Отрывок текста
——————————

Как-то мы поехали к ним с концертом художественной самодеятельности. Пока шли номера с мужским участием, всё было нормально, но как только на сцену стали выходить наши артистки, пехотинцы приходили в такой неконтролируемый восторг с ликованием, свистом, криком, неистовым топотом, что девчата выступить не смогли. Положение спас моторист из Ленинграда, полковой юморист. Лицо у него было смешнее, чем у Юрия Никулина, знал всего Михаила Зощенко наизусть, так он весь концерт и вытянул.

Если пехота и самолёты были на виду, то танки были тайно доставлены и спрятаны в авиационных ангарах. И до конца войны так никто и не узнал, что в Тегеране стоят наши танки. Из Тегерана мы могли бить танковым клином, прикрытым авиацией, по любому направлению. Много пехотинцев слонялось без дела, не неся интенсивной караульной службы, с некоторыми я дружил, но никто из них не признался, что они танкисты.

Как рассказывали пехотинцы, ох, и помели же они по ночам, пока все ангары заполнили танками. Только по ночам через весь Иран под усилинным конвоем шли наши танки. К каждому танку сзади цепляли по дереву, чтобы затереть следы гусениц. В населённых пунктах улицы дополнительно мели  пехотинцы мётлами. Сколько пришлось помести пыльные иранские дороги и улицы, вы себе представить не можете! Но игра стоила свеч!

Здесь я вернусь к иранским шахам. Так вот, когда в августе 1941 года мы молниеносно вступили в Иран, шах, опасаясь за свою судьбу, убежал из страны вместе с немцами. Чтобы не образовался вакуум власти, наши предложили занять престол его сыну Резе Пехлеви-младшему. Он стал отказываться, не желая править страной в присутствии наших войск. Ему объяснили, вот война закончится, в течение полугода уйдём, а если он будет противиться этому, то через три дня, но уже без него, будет Иранская Социалистическая Республика, которая возможно сама присоединится к Советскому Союзу.

——————————

Фрагмент данных

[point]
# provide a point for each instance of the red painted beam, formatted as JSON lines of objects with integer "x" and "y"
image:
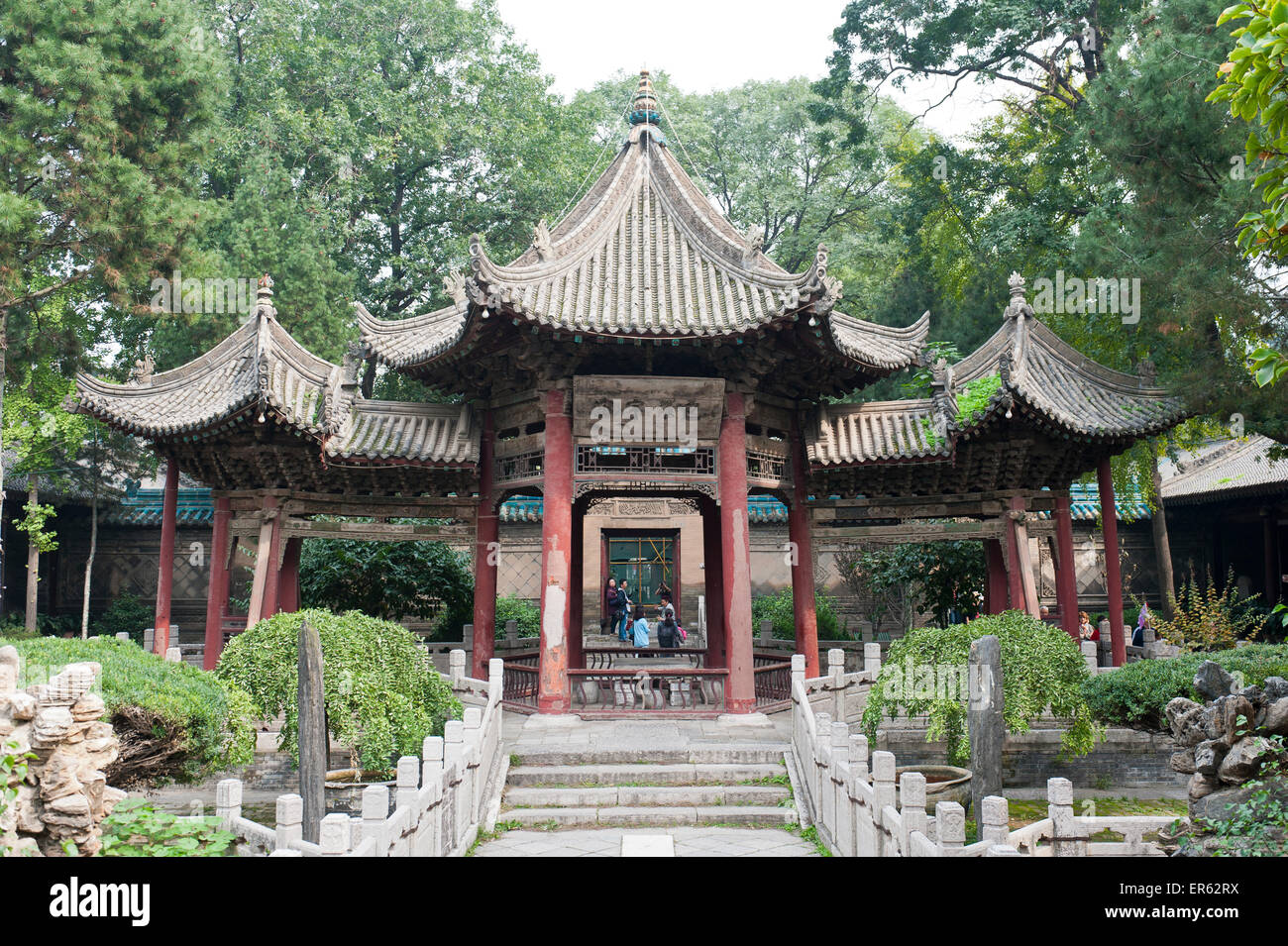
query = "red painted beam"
{"x": 735, "y": 546}
{"x": 553, "y": 692}
{"x": 487, "y": 551}
{"x": 217, "y": 593}
{"x": 1065, "y": 575}
{"x": 803, "y": 559}
{"x": 165, "y": 559}
{"x": 1113, "y": 566}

——————————

Задание
Допишите воспоминания о советских войсках в Иране, начав сразу после их последнего предложения.

Результат
Реза Пехлеви подумал и согласился. Вообще он был общительный молодой человек, его часто видели на иранских улицах, он страстно любил футбол, имел свою команду. Пойдем на футбол, он уже сидит в своей шахской ложе на стадионе.  Проходишь мимо, разглядываешь его, охрану, овчарку, лежащую около его ног. Иногда он со своей свитой и командой приезжал к нам на аэродром играть в футбол, наша полковая сборная играла против его команды. Как он эмоционально болел!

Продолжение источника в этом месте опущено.